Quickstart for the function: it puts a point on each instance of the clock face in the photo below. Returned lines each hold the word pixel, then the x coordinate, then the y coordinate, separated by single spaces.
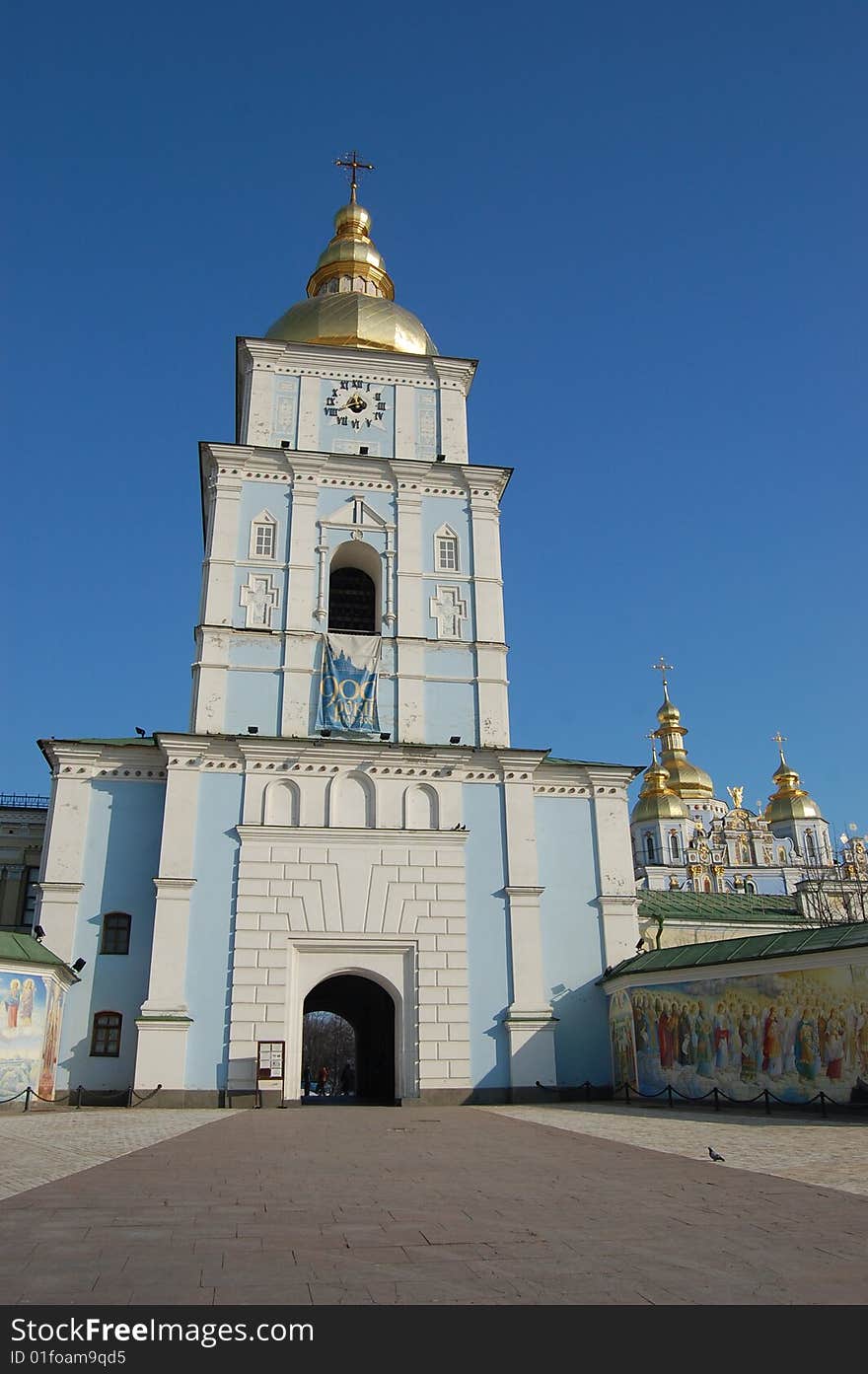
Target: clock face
pixel 359 407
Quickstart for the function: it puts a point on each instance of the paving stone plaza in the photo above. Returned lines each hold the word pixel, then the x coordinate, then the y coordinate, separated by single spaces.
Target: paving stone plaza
pixel 412 1205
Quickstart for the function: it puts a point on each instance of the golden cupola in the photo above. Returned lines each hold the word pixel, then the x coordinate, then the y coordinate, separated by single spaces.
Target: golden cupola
pixel 790 801
pixel 686 778
pixel 350 297
pixel 657 801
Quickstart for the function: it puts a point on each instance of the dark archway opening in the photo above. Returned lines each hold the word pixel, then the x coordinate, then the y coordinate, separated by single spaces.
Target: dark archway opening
pixel 352 602
pixel 370 1011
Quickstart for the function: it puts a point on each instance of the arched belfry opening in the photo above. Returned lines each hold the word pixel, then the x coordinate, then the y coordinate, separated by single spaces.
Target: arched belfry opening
pixel 371 1013
pixel 354 590
pixel 352 602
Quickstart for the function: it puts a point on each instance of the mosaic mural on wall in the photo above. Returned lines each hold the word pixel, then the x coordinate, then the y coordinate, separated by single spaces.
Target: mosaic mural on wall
pixel 795 1034
pixel 31 1011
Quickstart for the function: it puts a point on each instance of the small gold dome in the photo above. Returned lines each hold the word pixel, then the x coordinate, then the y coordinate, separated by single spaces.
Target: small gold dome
pixel 790 801
pixel 655 800
pixel 685 776
pixel 350 297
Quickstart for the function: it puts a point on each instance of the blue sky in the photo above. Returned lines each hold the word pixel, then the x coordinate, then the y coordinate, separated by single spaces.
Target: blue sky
pixel 646 221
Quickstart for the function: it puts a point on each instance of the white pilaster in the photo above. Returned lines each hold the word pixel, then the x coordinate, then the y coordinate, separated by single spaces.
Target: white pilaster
pixel 163 1027
pixel 616 899
pixel 65 849
pixel 531 1021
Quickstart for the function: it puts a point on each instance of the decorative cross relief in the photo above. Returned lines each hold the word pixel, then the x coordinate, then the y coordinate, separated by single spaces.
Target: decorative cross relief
pixel 258 598
pixel 450 611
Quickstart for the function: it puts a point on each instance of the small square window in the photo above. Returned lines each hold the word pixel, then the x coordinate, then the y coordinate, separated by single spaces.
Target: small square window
pixel 106 1039
pixel 115 933
pixel 448 554
pixel 265 541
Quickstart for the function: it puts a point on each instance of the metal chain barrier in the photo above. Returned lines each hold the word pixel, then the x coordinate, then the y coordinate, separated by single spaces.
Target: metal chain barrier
pixel 74 1098
pixel 602 1093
———
Put each line of the records above into a JSON list of strings, one string per line, with blank lines dropped and the pictures left out.

[
  "Quickstart for the function: it puts a point on each instance of the clock face in the photo below. Returned lines each hold the word pixel, then the x coordinate, then the y coordinate, separated by single spaces.",
  "Target: clock face",
  "pixel 359 407",
  "Quickstart for the function: it puts a point on each instance of the paving stone plaza in the photo above. Returned lines each hold the word pixel, then the x coordinate, then the y coordinate, separated by single spaces.",
  "Target: paving stone plaza",
  "pixel 412 1205",
  "Quickstart for the function: it puts a point on each instance of the golden cupola in the photo above. Returned lines each hold the word pixel, then the x coordinate, then the y coordinate, separated by single spaces.",
  "Target: golden cupola",
  "pixel 790 801",
  "pixel 686 778",
  "pixel 350 297",
  "pixel 657 801",
  "Quickstart for the function: it puts a point on each instance of the dark archway opening in the photo above. Returned lines each hold the word pixel, then the x coordinate, then the y coordinate, separated by single spaces.",
  "Target: dark archway opening",
  "pixel 352 602",
  "pixel 370 1011",
  "Quickstart for the function: it puts a point on each instance of the arched belfry opening in the photo above. Returned lines each hold the word pixel, then the x coordinate, then the y coordinate, separated by single spaces.",
  "Target: arched belfry opening",
  "pixel 371 1013",
  "pixel 354 590",
  "pixel 352 602",
  "Quickstart for the function: it puts a point on each instance of the mosaic mural on wall in the photo above. Returned lines each hold the word pixel, then the x coordinate, then the y coordinate, separated by single spaces.",
  "Target: mosaic mural on wall",
  "pixel 795 1034",
  "pixel 31 1011",
  "Quickstart for the function: it puts a point on each instance of the small gold dome in the photo above. Returned lines each hold the word pixel, then the x coordinate, then the y coordinate, separated by single spaces.",
  "Target: small gold dome",
  "pixel 790 801",
  "pixel 655 800",
  "pixel 685 776",
  "pixel 350 297",
  "Quickstart for the function: it puts a point on each instance of the blue sky in the photo above. Returned lines each hold the word pixel, then the x coordinate, then the y coordinate, separated by single spaces.",
  "Target: blue sky",
  "pixel 646 221",
  "Quickstart for the function: it puts a point on each instance of the white pilaster in the photo above. Returned lines each hold the word pixel, then the x coordinate, then the y coordinate, separated by single spaces.",
  "Target: white pilaster",
  "pixel 163 1027",
  "pixel 616 899",
  "pixel 65 849",
  "pixel 531 1021",
  "Quickstart for the function: it puts a point on each instance of the decorative cross relief in the photo above. Returned lines each hold the word pixel, then the x coordinate, then the y coordinate, separated by single spaces.",
  "Target: decorative cross relief",
  "pixel 258 598",
  "pixel 450 611",
  "Quickstart for the function: it puts a point on each instance of the small square window in the photo above. Returned lines each hold the word pixel, then the x coordinate, then the y coordinate, separated by single spaces.",
  "Target: small square window",
  "pixel 106 1039",
  "pixel 115 933",
  "pixel 448 554",
  "pixel 265 541",
  "Quickstart for the function: it puts a point on each instance of the metal chain barrier in the photo above. Returned lines each hold the word pixel, then the x coordinate, then the y coordinate, separated by single spaces.",
  "Target: metal chain barrier",
  "pixel 74 1098",
  "pixel 602 1093"
]